*Consignes*:
- A) D'après l'article sur l'orgue de cinéma du Collège Claparède, en quelle année et dans quel État l'orgue a-t-il été construit ?
- B) Reprenez l'article sur l'orgue de cinéma du Collège Claparède après sa dernière phrase.

Genève : La dixième édition du festival L’orgue fait son cinéma se déroule du 19 au 27 avril 2024 au Collège Claparède. Rencontre audio avec Serge Lachat
L’un des six orgues Wurlitzer conservés en Europe se trouve dans la Cité de Calvin, plus précisément au Collège Claparède. La Suisse en compte trois : un à Zurich, le second est l’orgue du café-théâtre Barnabé à Servion et le troisième est celui de l’Aula du Collège Claparède. L’Association des amis de l’orgue de cinéma du Collège Claparède convie cinéphiles et familles au festival des films muets, accompagnés à l’orgue, construit en 1937 dans l’État de New-York. L’édition 2024 célèbre le dixième anniversaire de la manifestation et allie projections de films accompagnées à l’orgue et soirées consacrées au fonctionnement et à l’entretien d’un orgue de cinéma ou encore à l’explication de la numérisation des films muets et anciens.
Une rencontre fortuite mais prédestinée dans une rue londonienne
Ce fameux orgue Wurlitzer se trouvait dans une rue située derrière un théâtre londonien sis à Clapham Junction. Un des enseignants du Collège Claplarède a saisi l’évidence entre les deux noms propres : Clapham Junction et Claparède. Comme ce théâtre, le Granada Theatre, faisait peau neuve, les responsables voulaient se mettre au goût du jour et faire un nouveau cinéma. Serge Lachat de préciser :
« Un orgue de cinéma prend beaucoup de place. Il y a l’orgue que l’on voit sur scène, mais il y a également toute la partie invisible au public, une partie qui comporte tous les cylindres. »

*Un bloc de données*:
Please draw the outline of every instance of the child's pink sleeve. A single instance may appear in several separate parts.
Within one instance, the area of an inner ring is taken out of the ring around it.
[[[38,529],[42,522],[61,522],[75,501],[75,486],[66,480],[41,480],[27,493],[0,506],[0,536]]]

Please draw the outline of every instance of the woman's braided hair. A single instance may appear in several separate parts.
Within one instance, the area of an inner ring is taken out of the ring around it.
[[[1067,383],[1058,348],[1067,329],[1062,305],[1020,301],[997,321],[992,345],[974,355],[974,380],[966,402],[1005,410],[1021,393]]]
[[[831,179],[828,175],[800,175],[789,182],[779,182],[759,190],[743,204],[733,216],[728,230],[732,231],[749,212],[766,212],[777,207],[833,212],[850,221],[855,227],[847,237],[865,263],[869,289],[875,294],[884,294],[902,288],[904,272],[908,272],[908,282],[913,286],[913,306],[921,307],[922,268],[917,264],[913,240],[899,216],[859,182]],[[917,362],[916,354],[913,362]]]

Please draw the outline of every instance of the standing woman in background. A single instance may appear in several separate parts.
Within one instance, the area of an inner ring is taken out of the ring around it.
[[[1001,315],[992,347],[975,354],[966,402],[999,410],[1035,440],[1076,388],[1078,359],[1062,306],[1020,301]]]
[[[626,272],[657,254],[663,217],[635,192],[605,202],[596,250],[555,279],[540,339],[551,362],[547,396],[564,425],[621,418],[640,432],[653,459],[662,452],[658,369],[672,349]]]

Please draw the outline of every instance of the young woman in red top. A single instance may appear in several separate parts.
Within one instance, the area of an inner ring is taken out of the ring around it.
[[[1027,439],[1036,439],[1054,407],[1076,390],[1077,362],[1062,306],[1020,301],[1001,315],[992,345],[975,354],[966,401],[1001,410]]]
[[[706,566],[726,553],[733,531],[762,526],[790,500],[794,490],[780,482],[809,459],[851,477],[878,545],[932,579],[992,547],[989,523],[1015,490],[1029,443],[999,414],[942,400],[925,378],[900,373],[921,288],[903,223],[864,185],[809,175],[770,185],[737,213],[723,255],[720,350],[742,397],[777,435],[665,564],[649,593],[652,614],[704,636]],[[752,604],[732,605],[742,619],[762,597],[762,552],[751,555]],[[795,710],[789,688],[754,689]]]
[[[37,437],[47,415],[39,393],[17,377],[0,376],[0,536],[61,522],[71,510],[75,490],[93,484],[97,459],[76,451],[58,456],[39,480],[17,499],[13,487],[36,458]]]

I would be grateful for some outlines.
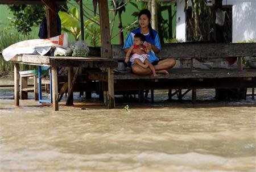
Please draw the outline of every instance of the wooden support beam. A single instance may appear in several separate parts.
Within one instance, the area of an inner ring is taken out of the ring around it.
[[[98,2],[102,45],[101,57],[112,58],[108,1],[98,0]],[[108,73],[109,108],[113,108],[115,107],[113,69],[108,68]]]
[[[23,77],[20,75],[20,87],[19,90],[20,98],[20,100],[27,100],[27,90],[26,89],[27,88],[27,77]]]
[[[169,91],[168,91],[168,100],[172,100],[172,89],[169,89]]]
[[[179,89],[179,94],[177,94],[179,100],[182,100],[182,89]]]
[[[58,99],[58,77],[57,67],[53,67],[52,70],[52,107],[53,111],[59,111]]]
[[[242,71],[243,70],[243,64],[241,57],[238,57],[237,65],[237,69],[238,70],[238,71]]]
[[[114,93],[114,70],[113,68],[108,68],[108,83],[109,90],[109,108],[115,107],[115,95]]]
[[[191,58],[191,71],[195,70],[194,64],[195,64],[195,58]]]
[[[192,101],[193,103],[196,102],[196,89],[195,88],[192,89]]]
[[[68,82],[65,82],[60,89],[60,96],[59,97],[59,102],[61,100],[62,97],[63,97],[64,94],[66,92],[67,89],[68,89]]]
[[[39,94],[38,89],[38,77],[36,75],[34,76],[34,97],[35,100],[38,100]]]
[[[73,91],[74,90],[74,85],[76,82],[76,78],[77,78],[77,75],[79,73],[79,70],[80,70],[80,68],[76,68],[76,73],[75,74],[74,78],[73,78],[72,83],[71,83],[71,86],[69,91],[68,91],[68,97],[67,99],[66,105],[72,105],[71,103],[71,99],[72,99],[71,95],[73,95]]]
[[[251,88],[251,99],[254,100],[254,88]]]
[[[47,37],[57,36],[57,22],[56,18],[56,3],[55,0],[42,0],[46,4],[46,20],[47,23]]]
[[[73,80],[73,67],[69,66],[68,68],[68,97],[69,97],[70,100],[69,102],[69,105],[72,105],[73,102],[73,93],[71,93],[71,83]],[[69,93],[71,93],[69,95]]]
[[[19,64],[14,64],[14,106],[19,106]]]
[[[185,91],[185,93],[182,94],[181,98],[183,98],[185,95],[186,95],[188,92],[189,92],[190,90],[191,90],[191,89],[188,89],[186,91]]]
[[[150,94],[151,103],[154,103],[154,90],[151,90]]]
[[[112,58],[108,1],[98,0],[101,37],[101,57]]]
[[[80,1],[80,26],[81,26],[81,38],[84,40],[84,11],[82,10],[82,1]]]

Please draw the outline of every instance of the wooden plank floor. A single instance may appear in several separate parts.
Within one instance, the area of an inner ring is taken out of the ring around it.
[[[242,71],[230,69],[196,69],[191,72],[190,69],[172,69],[170,74],[158,74],[158,77],[153,75],[139,76],[130,73],[115,73],[114,80],[122,79],[204,79],[224,78],[251,78],[256,77],[256,69],[245,69]],[[88,79],[107,81],[108,74],[101,72],[88,72]]]

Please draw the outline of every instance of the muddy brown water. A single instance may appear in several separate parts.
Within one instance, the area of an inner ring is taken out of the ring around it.
[[[163,100],[162,90],[154,104],[109,110],[77,95],[76,107],[85,110],[53,112],[32,98],[15,108],[13,88],[0,91],[1,171],[255,171],[250,97],[211,101],[213,91],[200,90],[209,102],[192,104]]]

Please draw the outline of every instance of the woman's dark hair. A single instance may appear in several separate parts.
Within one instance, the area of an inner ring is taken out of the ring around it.
[[[137,33],[134,35],[134,37],[138,37],[141,39],[142,41],[144,43],[144,41],[146,40],[145,35],[141,33]]]
[[[150,20],[150,19],[151,18],[151,14],[150,13],[150,11],[148,10],[144,9],[141,10],[139,13],[138,20],[139,19],[139,18],[142,14],[146,15],[148,18],[148,20]],[[150,36],[151,37],[152,39],[154,40],[155,39],[155,36],[154,35],[153,29],[152,28],[151,23],[150,23],[150,22],[148,24],[148,27],[150,30]]]

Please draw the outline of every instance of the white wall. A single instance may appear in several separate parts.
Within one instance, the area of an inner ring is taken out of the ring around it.
[[[232,42],[256,39],[255,9],[256,1],[240,2],[233,6]]]
[[[222,5],[233,5],[232,42],[256,39],[256,0],[222,0]],[[184,7],[184,0],[177,0],[176,38],[185,40]]]

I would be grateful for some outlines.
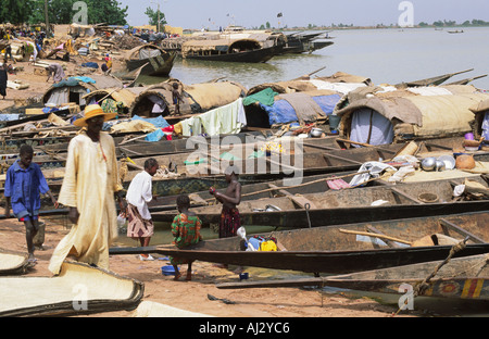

*Résultats*:
- A) En 1937, dans l'État de New York.

- B)
Pour accueillir en son sein cet honorable hôte, de Grande-Bretagne, le collège a dû préparer sa venue en créant un espace pour accueillir cet orgue et ses cylindres. Une telle installation coûte cher : le directeur de l’établissement a réussi à trouver les fonds nécessaires. Depuis l’arrivée de cet orgue Wurlitzer à Chêne-Bougeries, l’Association des amis de l’orgue de cinéma organise ce festival et convie pour ce dixième anniversaire Simon Gledhill, un organiste britannique qui a joué sur cet orgue quand ce dernier était à Londres et qui viendra retrouver cet instrument qui lui est cher.
Multiples possibilités de l’orgue de cinéma
L’orgue de cinéma est un instrument aux multiples fonctions et offre de nombreuses possibilités de sonores et de bruitages. En actionnant les touches et les clapets de la console, l’organiste peut ainsi faire résonner des sons de flûtes, de fanfares de cuivres, de cloches de cathédrale, le souffle du vent, les gouttes de pluie, les éclats de vaisselle ou encore les grelots du traîneau du Père Noël… Toute une palette incroyable de bruits qui accompagnaient les films muets ! L’organiste peut jouer à distance, sur le côté de la scène alors que les touches d’un piano fantôme, placé au milieu de la scène, s’activent toutes seules.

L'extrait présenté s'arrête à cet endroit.